• **Objective**:
Write each line word for word, from the line that contains "Identify the golden" through the last line of the material below.

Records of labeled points
+++

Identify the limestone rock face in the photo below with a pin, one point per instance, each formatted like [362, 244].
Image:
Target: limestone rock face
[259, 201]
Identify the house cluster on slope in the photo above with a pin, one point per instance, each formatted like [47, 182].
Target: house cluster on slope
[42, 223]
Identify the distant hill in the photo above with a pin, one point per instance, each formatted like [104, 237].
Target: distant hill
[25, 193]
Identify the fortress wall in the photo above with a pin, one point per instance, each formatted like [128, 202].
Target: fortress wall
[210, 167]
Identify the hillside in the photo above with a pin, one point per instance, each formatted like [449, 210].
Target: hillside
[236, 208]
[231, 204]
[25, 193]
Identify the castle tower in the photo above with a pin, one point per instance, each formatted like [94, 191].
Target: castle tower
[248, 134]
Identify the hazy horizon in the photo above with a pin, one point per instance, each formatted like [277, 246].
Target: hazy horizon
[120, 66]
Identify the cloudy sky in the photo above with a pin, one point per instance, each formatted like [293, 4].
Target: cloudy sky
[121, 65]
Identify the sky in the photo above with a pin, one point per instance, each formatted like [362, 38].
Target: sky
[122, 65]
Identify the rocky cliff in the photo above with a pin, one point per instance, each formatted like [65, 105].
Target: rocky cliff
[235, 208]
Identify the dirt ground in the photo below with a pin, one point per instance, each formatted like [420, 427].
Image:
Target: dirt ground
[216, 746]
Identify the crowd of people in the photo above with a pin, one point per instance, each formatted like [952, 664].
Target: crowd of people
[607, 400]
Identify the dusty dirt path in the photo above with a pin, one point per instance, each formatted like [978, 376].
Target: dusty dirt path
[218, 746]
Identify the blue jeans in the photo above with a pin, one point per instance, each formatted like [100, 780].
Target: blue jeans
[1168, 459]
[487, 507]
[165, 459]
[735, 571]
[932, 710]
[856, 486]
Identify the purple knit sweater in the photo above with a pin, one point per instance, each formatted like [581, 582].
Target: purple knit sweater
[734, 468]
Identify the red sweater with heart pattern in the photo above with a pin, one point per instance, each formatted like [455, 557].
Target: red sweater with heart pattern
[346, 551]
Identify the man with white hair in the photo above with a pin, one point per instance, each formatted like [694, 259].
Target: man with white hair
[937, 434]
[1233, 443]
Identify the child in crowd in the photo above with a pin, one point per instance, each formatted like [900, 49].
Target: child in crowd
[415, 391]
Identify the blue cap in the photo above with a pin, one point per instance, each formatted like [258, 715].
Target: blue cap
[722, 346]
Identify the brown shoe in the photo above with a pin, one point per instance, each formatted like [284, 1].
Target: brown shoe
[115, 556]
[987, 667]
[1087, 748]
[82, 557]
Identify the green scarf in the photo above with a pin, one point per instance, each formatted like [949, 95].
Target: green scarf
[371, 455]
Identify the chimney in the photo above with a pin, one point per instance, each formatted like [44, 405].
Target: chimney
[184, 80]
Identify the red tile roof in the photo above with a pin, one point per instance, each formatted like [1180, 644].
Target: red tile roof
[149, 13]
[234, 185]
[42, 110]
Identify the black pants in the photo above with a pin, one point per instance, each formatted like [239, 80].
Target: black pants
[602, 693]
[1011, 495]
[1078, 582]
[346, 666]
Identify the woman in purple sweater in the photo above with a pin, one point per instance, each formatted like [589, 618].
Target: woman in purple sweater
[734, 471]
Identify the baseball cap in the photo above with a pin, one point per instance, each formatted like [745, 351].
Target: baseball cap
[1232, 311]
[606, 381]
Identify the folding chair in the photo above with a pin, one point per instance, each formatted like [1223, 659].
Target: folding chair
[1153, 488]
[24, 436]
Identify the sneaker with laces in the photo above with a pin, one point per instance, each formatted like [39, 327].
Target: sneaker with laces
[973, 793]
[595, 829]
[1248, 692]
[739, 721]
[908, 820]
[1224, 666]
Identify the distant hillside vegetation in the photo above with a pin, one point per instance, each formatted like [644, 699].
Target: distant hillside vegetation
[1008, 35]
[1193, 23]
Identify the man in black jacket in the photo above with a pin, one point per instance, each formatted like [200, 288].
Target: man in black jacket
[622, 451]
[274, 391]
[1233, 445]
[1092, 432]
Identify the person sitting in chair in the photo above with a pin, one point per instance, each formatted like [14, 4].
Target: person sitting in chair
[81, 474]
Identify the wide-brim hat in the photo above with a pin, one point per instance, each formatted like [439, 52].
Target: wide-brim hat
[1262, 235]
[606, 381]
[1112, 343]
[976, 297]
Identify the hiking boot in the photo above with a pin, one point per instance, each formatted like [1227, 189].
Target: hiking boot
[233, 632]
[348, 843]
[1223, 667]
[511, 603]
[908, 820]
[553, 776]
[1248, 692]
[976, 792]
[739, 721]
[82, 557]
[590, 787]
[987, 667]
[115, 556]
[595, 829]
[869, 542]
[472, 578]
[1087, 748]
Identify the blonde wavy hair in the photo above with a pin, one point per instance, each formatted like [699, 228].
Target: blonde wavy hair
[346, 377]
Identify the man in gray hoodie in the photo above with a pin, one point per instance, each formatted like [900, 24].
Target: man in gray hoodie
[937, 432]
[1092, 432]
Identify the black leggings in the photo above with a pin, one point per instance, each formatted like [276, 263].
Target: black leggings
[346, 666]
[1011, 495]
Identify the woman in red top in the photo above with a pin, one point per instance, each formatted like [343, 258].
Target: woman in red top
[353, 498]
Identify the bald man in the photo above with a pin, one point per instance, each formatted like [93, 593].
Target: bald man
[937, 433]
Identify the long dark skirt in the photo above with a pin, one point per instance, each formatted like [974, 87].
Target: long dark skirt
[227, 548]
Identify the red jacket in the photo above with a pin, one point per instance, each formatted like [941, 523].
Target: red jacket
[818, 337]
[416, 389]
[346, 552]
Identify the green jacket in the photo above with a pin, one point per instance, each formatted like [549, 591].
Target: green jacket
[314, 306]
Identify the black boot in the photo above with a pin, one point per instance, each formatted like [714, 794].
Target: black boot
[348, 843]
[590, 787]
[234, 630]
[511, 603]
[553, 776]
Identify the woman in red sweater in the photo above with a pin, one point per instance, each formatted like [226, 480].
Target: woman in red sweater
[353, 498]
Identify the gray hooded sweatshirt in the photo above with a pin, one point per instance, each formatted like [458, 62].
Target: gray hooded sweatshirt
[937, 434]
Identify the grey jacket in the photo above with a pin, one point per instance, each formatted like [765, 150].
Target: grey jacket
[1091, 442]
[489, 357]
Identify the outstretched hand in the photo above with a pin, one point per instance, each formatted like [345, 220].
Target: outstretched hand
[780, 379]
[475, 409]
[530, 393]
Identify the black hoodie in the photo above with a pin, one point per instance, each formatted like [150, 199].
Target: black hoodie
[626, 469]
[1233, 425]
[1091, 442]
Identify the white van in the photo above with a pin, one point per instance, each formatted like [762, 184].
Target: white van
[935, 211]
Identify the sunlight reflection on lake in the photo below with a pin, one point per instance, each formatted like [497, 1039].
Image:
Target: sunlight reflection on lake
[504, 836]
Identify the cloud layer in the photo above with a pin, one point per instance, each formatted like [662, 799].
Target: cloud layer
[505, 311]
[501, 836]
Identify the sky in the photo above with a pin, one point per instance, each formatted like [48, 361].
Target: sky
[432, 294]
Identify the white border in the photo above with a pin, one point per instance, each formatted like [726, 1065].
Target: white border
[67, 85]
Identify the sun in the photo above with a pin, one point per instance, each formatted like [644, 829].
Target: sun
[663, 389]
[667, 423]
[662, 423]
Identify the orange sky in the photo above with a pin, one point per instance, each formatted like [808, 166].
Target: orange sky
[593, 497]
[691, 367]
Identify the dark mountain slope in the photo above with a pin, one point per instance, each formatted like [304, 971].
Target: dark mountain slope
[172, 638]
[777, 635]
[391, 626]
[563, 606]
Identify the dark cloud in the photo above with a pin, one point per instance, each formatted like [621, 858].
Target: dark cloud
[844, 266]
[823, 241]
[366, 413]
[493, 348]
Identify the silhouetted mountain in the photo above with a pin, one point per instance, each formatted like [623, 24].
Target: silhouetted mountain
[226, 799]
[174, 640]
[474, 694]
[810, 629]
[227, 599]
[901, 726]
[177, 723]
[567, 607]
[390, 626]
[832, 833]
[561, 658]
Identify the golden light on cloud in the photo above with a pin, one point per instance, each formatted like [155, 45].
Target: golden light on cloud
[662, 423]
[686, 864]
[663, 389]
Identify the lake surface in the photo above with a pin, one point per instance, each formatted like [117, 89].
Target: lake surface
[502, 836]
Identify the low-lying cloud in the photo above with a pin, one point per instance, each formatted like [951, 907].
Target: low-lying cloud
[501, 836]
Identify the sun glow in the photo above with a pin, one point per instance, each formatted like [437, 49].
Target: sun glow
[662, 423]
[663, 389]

+++

• **Final result**:
Identify the golden light on cloud in the photo above with a pin, one point per instance, each formatted like [155, 45].
Target: golden light on cloud
[662, 423]
[686, 864]
[663, 389]
Identify the lake surface in the photo above with a pin, one point per instance, each formatted like [117, 89].
Target: lake surface
[502, 836]
Identify the low-lying cloud in the photo above with a pin, one point per instance, each formatted like [951, 907].
Target: low-lying cloud
[501, 836]
Identify the sun glow in the photo above with a pin, one point per instance, each formatted like [437, 49].
Target: sun glow
[662, 423]
[663, 389]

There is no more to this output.